**YOUR OBJECTIVE:** Some lines in the listing may contain the word "thick". Say how many, with the number alone.

**RECORDS FOR THIS TASK:**
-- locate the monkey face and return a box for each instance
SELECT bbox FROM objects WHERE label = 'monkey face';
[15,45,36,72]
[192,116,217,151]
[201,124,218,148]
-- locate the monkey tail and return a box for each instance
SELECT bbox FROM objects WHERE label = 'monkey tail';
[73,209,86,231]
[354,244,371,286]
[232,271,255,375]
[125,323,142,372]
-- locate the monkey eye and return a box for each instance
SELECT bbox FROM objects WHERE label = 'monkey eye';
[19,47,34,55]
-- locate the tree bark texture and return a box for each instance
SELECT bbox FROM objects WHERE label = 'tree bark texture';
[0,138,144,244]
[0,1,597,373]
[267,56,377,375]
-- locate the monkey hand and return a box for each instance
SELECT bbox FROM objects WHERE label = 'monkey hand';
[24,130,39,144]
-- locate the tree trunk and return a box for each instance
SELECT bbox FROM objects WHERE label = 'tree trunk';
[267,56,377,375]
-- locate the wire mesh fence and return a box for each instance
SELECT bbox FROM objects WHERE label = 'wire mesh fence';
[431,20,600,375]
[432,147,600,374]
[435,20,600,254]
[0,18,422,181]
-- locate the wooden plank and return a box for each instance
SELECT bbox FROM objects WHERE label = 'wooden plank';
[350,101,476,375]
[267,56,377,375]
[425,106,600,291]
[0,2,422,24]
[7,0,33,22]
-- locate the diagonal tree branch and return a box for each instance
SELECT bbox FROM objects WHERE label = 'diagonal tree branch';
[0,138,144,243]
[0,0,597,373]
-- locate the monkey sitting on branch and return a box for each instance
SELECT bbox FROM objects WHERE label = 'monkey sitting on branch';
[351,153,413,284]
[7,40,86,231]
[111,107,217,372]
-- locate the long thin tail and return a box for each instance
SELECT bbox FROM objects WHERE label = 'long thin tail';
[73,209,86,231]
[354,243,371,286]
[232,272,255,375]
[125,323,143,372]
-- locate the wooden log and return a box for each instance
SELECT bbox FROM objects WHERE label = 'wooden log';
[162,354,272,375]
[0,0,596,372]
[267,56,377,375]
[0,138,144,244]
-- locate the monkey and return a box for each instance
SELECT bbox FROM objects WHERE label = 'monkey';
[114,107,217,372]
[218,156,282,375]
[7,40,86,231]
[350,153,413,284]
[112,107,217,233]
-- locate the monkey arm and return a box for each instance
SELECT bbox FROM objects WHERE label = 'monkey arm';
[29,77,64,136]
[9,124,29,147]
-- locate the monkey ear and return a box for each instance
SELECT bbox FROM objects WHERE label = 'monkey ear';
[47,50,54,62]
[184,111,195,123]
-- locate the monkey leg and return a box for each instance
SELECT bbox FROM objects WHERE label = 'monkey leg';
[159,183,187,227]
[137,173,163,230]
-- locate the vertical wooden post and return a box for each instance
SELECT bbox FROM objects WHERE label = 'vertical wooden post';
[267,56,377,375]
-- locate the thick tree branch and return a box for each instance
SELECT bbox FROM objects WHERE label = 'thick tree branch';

**EXERCISE SOLUTION:** 2